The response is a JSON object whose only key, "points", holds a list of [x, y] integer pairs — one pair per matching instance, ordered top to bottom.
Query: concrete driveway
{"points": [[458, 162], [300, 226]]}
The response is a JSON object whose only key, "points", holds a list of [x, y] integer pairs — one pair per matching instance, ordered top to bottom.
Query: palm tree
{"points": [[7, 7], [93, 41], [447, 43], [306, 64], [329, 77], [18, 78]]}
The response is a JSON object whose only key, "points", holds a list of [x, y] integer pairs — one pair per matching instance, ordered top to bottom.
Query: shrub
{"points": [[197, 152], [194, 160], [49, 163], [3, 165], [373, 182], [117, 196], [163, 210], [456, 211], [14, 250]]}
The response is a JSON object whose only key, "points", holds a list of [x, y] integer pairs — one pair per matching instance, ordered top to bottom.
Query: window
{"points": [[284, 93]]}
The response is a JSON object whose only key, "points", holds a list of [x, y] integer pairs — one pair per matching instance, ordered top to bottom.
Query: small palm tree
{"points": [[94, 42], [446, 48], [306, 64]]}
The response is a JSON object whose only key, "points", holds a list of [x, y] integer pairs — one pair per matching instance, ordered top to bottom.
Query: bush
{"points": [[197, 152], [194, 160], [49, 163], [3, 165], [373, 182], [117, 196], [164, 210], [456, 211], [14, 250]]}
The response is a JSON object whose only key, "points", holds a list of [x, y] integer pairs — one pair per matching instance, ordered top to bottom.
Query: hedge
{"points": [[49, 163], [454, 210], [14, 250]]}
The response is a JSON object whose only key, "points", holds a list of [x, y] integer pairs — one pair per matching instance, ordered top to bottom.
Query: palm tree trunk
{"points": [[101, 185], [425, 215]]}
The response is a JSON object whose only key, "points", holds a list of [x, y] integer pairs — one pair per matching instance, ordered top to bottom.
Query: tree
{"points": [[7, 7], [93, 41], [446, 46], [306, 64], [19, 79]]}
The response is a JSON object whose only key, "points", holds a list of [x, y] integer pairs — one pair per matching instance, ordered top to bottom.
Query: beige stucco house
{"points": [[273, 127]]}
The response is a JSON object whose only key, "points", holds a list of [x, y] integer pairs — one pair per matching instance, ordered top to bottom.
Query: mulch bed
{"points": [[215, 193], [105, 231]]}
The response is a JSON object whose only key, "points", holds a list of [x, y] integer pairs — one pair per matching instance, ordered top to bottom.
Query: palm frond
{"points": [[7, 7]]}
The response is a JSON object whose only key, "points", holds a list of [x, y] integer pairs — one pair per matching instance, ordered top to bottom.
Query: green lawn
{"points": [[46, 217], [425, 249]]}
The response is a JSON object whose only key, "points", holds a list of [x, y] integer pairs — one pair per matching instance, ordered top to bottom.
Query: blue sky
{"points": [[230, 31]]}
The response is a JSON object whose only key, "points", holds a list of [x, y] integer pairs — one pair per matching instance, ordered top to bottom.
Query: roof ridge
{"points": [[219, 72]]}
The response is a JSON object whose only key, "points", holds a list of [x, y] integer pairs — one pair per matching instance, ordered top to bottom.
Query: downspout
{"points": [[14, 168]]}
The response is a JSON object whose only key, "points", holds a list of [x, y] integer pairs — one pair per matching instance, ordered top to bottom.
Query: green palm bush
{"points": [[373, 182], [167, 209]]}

--------

**THE PROBLEM**
Write the whole listing out again. Keep every line exactly as it is.

**SOLUTION TO THIS TASK**
The response is a JSON object whose only key, "points", holds a list of [x, y] integer pairs — one pair per matching instance, ordered top to bottom.
Query: concrete driveway
{"points": [[458, 162], [300, 226]]}
The response is a JSON object whose only key, "points", holds a list of [x, y] integer pairs — one pair per matching instance, ordered top to bottom.
Query: palm tree
{"points": [[7, 7], [93, 41], [447, 43], [306, 64], [329, 77], [18, 78]]}
The response is a JSON object whose only key, "points", holds a list of [x, y] integer pairs — one pair per matching instance, ordered top to bottom.
Query: shrub
{"points": [[197, 152], [194, 160], [49, 163], [3, 165], [373, 182], [117, 196], [163, 210], [456, 211], [14, 250]]}
The response is a JSON object whose only key, "points", holds a list of [x, y] integer pairs — one pair per matching instance, ordered top to bottom.
Query: window
{"points": [[284, 93]]}
The response is a JSON object whose only key, "points", holds a list of [x, y] integer pairs — one pair per matching instance, ordered top to bottom.
Query: small palm tree
{"points": [[94, 42], [446, 48], [306, 64]]}
The response is a JSON object whose only key, "points", holds a list of [x, y] integer pairs — one pair per matching instance, ordered top to bottom.
Query: bush
{"points": [[197, 152], [194, 160], [49, 163], [3, 165], [373, 182], [117, 196], [164, 210], [456, 211], [14, 250]]}
The response is a JSON object whose only key, "points", holds a list of [x, y] integer pairs — one pair per matching instance, ordered top to bottom.
Query: hedge
{"points": [[49, 163], [454, 210], [14, 250]]}
The response is a JSON object whose only key, "points", holds a list of [x, y] integer pairs — one pair per matching instance, ordered top to bottom.
Query: palm tree trunk
{"points": [[101, 185], [425, 215]]}
The response is a JSON object whose only key, "points", holds a list of [x, y] integer pairs — one pair per matching instance, ordered top to bottom.
Query: tree
{"points": [[7, 7], [93, 41], [446, 46], [306, 64], [19, 79]]}
The response is a JSON object whose only key, "points", holds a list of [x, y] integer pairs — one pair per matching instance, ordered top to bottom.
Query: beige stucco house
{"points": [[273, 127]]}
The response is a JSON object whose only key, "points", holds a list of [x, y] integer pairs — one pair per matching instance, ordered top to bottom.
Query: mulch bed
{"points": [[215, 193], [105, 231]]}
The response is a JSON object whose only key, "points", holds a list of [x, y] integer pairs — one pair per matching instance, ordered top to bottom.
Query: palm frond
{"points": [[7, 7]]}
The response is a JSON object whose only key, "points", holds a list of [x, y] integer pairs — one pair per matching instance, ordered top to bottom.
Query: green lawn
{"points": [[46, 217], [425, 249]]}
The response is a JSON object whose only key, "points", holds a list of [x, y] integer pairs — one pair per matching instance, ordered top to bottom.
Query: blue sky
{"points": [[230, 31]]}
The response is a JSON object whose only key, "points", holds a list of [x, y] integer pairs — one pair per matching instance, ordered top to bottom.
Query: roof ridge
{"points": [[219, 72]]}
The response is a JSON object whose only key, "points", holds a list of [x, y] integer pairs — one pair per matching instance, ordered top to bottom.
Query: downspout
{"points": [[14, 168]]}
The response is a JSON object whose only key, "points", holds a list of [x, y] integer pairs — one pair per matching instance, ordered top to bottom.
Query: green palm bush
{"points": [[373, 182], [167, 209]]}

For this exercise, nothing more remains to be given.